List each line in the data below that contains the word "white".

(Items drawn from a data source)
---+---

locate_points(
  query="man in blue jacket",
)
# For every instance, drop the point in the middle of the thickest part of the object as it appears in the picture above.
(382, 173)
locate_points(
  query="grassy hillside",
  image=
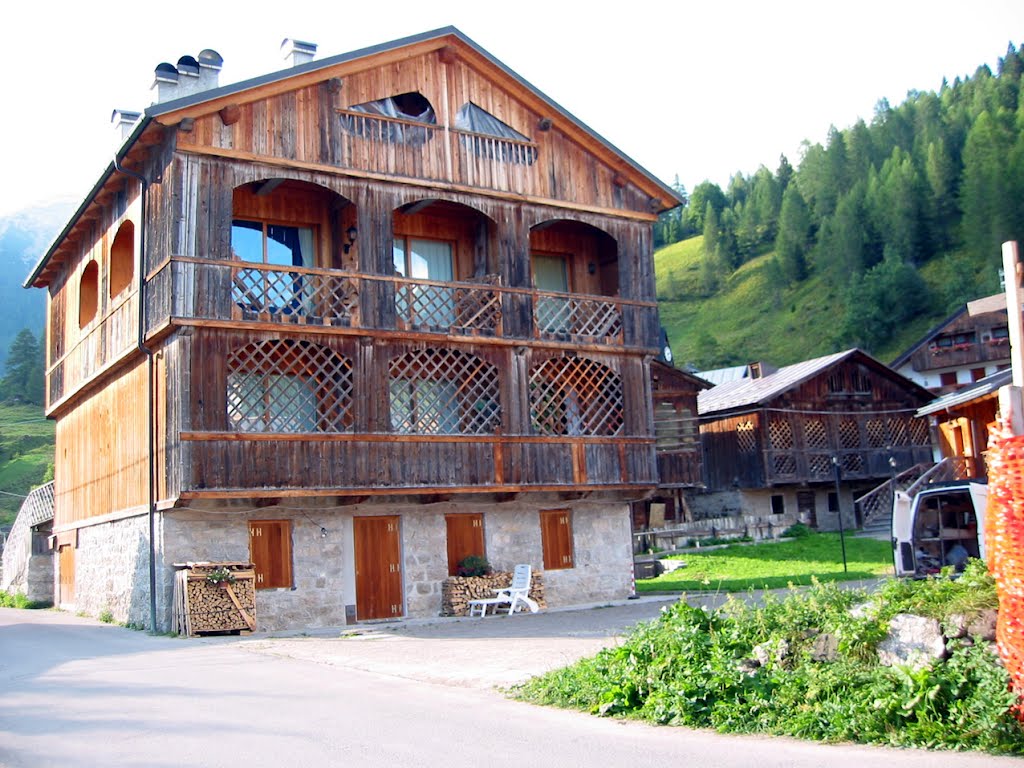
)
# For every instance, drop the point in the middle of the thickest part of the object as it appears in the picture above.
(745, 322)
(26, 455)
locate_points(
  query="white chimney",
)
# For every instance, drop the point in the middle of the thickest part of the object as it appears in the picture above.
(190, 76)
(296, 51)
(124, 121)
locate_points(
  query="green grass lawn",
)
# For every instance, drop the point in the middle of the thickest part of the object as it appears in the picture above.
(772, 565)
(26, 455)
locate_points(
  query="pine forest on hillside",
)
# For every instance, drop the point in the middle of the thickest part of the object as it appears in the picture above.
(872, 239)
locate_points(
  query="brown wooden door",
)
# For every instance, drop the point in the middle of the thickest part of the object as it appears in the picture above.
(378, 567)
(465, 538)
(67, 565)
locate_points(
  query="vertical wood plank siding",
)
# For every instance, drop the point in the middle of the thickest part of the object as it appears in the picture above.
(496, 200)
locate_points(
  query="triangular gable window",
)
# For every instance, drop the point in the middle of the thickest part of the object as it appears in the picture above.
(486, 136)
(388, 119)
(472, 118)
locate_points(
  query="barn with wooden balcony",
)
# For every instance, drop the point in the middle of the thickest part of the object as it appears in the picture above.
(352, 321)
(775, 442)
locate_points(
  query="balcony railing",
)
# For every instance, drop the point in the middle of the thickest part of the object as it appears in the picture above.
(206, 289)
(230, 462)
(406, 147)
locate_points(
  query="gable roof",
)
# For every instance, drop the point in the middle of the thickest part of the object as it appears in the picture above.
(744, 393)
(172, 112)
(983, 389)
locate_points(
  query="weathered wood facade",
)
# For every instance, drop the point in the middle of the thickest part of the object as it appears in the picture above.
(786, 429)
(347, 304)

---+---

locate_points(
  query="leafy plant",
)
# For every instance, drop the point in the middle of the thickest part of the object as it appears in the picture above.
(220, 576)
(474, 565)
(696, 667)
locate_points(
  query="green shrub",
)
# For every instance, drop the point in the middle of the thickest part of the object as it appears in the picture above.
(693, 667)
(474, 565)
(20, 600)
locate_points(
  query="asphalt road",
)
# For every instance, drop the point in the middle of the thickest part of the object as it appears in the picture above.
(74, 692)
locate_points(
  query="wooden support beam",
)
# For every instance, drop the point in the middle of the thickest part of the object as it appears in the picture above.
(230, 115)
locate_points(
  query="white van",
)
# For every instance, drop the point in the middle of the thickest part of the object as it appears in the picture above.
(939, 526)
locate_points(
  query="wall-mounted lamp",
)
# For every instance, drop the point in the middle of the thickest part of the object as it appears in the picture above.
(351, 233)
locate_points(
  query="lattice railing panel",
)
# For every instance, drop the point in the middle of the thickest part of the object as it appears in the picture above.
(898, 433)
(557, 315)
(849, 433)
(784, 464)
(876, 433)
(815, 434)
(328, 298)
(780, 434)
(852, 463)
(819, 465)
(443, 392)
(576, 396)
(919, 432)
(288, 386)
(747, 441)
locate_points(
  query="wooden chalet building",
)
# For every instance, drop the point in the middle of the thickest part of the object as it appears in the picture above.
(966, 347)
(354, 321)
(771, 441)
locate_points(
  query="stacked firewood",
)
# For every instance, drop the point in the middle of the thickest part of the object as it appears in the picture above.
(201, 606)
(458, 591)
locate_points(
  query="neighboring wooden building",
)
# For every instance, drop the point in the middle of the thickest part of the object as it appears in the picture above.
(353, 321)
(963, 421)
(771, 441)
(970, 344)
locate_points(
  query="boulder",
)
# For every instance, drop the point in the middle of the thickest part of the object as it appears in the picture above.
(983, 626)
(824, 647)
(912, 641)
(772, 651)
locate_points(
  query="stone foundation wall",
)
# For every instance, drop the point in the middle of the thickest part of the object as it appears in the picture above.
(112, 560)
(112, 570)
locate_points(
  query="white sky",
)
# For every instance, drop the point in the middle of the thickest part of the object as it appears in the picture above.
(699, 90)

---+---

RESPONSE:
  query="white chimney",
  query="white van",
  query="white sky",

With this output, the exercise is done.